PASSAGE:
☆ ☆ ☆ ☆ ☆ ☆ ☆

If we are considering what purposeful purchasing looks like, we need to recognize some self-imposed blinders that we perhaps don’t even realize we have on as we shop. For example, I think it is easy to point out that we truly want the most perfect looking tomatoes in the display, and why should it matter where they are from when they are just so shiny? Bearing in mind the health and treatment of the folks who picked those gorgeous tomatoes so that I can buy them isn’t really a comfortable thought to ponder when I am just trying to enjoy a few minutes of peace while shopping for the needs and wants of my family. Yet now that I am uncovering things that really bother me, I think that if I was willing to spend $4 on tomatoes from a farm somewhere in Mexico that is under investigation for human rights violations, I can more confidently spend $6 on tomatoes grown in a family owned and operated Canadian greenhouse. Not only am I annoyed my stores offer me options that make me “unknowingly” support something so outrageous, this may even make me consider that this week, we don’t need tomatoes and I’d rather wait until some are available grown closer to home. Supply and demand seem to call for the best value to the consumer and when we aren’t paying the extra $2 for tomatoes, someone else is paying in another way. We each spend up to hundreds of dollars a week on groceries. That is a tally worth being more purposeful with, so I hope that you join me in digging deeper into what our spending is actually doing beyond our own bubble.

☆ ☆ ☆ ☆ ☆ ☆ ☆

DATA SUPPLIED:
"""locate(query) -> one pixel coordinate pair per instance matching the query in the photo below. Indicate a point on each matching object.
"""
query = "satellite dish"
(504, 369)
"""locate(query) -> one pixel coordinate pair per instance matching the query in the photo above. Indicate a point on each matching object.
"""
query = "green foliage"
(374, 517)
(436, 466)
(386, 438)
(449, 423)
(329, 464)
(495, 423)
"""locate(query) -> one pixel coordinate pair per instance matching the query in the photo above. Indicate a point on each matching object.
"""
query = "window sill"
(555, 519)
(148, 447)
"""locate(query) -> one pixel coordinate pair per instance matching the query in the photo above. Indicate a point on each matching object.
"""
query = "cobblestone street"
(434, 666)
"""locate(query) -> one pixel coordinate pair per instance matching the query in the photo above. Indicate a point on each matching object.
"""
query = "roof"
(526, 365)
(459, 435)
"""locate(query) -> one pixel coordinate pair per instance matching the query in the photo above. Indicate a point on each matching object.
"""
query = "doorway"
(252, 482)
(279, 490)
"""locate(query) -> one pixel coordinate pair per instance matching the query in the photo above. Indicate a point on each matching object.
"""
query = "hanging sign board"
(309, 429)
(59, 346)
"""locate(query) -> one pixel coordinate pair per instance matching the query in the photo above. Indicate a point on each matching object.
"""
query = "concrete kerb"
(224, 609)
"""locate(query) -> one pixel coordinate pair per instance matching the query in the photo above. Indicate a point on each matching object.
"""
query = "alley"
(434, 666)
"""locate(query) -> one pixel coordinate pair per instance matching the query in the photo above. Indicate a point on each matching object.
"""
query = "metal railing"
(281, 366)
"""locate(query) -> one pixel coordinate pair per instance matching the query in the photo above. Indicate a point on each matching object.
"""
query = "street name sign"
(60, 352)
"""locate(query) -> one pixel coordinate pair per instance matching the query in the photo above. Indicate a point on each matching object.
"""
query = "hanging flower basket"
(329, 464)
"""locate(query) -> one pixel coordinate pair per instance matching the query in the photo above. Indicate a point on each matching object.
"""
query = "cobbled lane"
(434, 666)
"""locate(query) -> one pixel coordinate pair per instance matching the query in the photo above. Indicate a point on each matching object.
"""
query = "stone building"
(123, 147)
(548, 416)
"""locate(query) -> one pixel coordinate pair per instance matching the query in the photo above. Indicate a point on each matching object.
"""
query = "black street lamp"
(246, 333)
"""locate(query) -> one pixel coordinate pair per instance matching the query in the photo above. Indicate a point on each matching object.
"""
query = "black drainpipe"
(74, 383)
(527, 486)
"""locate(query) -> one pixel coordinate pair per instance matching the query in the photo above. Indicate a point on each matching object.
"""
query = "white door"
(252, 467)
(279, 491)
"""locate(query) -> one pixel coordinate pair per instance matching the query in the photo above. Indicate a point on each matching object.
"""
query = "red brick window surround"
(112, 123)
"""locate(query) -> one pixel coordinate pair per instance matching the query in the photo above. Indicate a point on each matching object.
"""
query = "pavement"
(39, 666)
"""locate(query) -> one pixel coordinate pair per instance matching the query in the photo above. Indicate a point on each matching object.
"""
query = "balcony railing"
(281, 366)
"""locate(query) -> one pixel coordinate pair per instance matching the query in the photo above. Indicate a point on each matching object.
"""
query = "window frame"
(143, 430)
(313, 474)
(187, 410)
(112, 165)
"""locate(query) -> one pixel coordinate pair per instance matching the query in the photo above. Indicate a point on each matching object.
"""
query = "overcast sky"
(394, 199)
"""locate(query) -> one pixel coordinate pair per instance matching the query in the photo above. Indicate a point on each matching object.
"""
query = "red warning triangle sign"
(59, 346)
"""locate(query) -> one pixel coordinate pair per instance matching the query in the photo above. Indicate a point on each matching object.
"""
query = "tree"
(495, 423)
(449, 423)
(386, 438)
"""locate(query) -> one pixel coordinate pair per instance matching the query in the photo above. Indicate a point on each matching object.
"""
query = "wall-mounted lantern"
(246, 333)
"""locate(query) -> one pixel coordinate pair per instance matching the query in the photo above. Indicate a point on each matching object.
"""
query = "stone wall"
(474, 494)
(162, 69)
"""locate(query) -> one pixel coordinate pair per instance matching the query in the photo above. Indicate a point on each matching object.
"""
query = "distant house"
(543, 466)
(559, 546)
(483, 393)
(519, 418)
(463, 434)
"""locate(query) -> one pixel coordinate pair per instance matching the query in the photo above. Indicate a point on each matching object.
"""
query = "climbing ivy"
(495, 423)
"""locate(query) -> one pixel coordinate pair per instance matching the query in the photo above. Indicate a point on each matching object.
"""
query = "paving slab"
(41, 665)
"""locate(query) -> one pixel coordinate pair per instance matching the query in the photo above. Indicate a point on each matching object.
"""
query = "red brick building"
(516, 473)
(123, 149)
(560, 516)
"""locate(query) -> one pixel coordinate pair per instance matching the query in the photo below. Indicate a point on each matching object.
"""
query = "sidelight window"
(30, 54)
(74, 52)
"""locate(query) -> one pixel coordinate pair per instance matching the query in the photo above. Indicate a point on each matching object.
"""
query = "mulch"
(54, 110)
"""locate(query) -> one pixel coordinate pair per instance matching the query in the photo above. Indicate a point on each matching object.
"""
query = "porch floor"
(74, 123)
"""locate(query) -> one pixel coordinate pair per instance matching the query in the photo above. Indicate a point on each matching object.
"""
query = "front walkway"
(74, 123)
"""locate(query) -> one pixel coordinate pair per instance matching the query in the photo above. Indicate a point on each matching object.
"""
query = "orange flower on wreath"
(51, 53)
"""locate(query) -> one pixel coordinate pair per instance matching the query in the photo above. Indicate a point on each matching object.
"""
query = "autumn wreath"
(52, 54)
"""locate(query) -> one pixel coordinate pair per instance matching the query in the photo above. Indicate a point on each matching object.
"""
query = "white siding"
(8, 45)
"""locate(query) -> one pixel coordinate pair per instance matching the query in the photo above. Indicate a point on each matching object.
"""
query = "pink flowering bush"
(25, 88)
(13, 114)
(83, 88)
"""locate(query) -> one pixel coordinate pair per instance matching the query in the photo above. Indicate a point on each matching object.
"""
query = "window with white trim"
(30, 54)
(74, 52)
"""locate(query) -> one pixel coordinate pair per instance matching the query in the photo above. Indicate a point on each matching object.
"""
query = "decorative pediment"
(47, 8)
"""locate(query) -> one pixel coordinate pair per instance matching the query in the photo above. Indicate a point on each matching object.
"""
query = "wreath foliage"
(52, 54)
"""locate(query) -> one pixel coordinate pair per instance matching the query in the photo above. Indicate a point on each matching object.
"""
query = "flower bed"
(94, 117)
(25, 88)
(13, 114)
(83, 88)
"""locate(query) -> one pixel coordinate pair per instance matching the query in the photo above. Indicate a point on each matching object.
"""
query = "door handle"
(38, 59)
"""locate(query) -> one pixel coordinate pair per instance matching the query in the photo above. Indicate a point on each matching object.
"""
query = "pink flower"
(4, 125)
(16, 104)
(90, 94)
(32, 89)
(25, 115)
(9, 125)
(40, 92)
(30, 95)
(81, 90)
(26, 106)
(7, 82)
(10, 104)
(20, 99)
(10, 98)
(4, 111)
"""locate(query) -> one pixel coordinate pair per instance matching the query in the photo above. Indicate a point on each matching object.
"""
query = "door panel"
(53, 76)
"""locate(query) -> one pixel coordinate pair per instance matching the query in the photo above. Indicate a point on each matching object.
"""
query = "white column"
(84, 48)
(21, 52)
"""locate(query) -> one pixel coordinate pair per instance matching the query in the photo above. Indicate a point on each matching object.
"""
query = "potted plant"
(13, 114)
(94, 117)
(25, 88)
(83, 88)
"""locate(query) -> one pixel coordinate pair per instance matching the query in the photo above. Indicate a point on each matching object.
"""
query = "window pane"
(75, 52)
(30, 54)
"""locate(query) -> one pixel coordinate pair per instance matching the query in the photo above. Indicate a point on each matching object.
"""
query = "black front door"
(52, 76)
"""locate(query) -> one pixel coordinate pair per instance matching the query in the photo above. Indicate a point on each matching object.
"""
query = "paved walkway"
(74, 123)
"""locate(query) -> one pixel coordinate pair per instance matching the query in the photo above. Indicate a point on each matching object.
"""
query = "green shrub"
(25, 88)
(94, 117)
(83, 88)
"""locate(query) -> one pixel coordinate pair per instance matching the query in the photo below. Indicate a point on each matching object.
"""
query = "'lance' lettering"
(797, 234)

☆ ☆ ☆ ☆ ☆ ☆ ☆

ABOUT THIS EXERCISE:
Write out the full passage on purposeful grocery purchasing word for word.

RESULT:
If we are considering what purposeful purchasing looks like, we need to recognize some self-imposed blinders that we perhaps don’t even realize we have on as we shop. For example, I think it is easy to point out that we truly want the most perfect looking tomatoes in the display, and why should it matter where they are from when they are just so shiny? Bearing in mind the health and treatment of the folks who picked those gorgeous tomatoes so that I can buy them isn’t really a comfortable thought to ponder when I am just trying to enjoy a few minutes of peace while shopping for the needs and wants of my family. Yet now that I am uncovering things that really bother me, I think that if I was willing to spend $4 on tomatoes from a farm somewhere in Mexico that is under investigation for human rights violations, I can more confidently spend $6 on tomatoes grown in a family owned and operated Canadian greenhouse. Not only am I annoyed my stores offer me options that make me “unknowingly” support something so outrageous, this may even make me consider that this week, we don’t need tomatoes and I’d rather wait until some are available grown closer to home. Supply and demand seem to call for the best value to the consumer and when we aren’t paying the extra $2 for tomatoes, someone else is paying in another way. We each spend up to hundreds of dollars a week on groceries. That is a tally worth being more purposeful with, so I hope that you join me in digging deeper into what our spending is actually doing beyond our own bubble.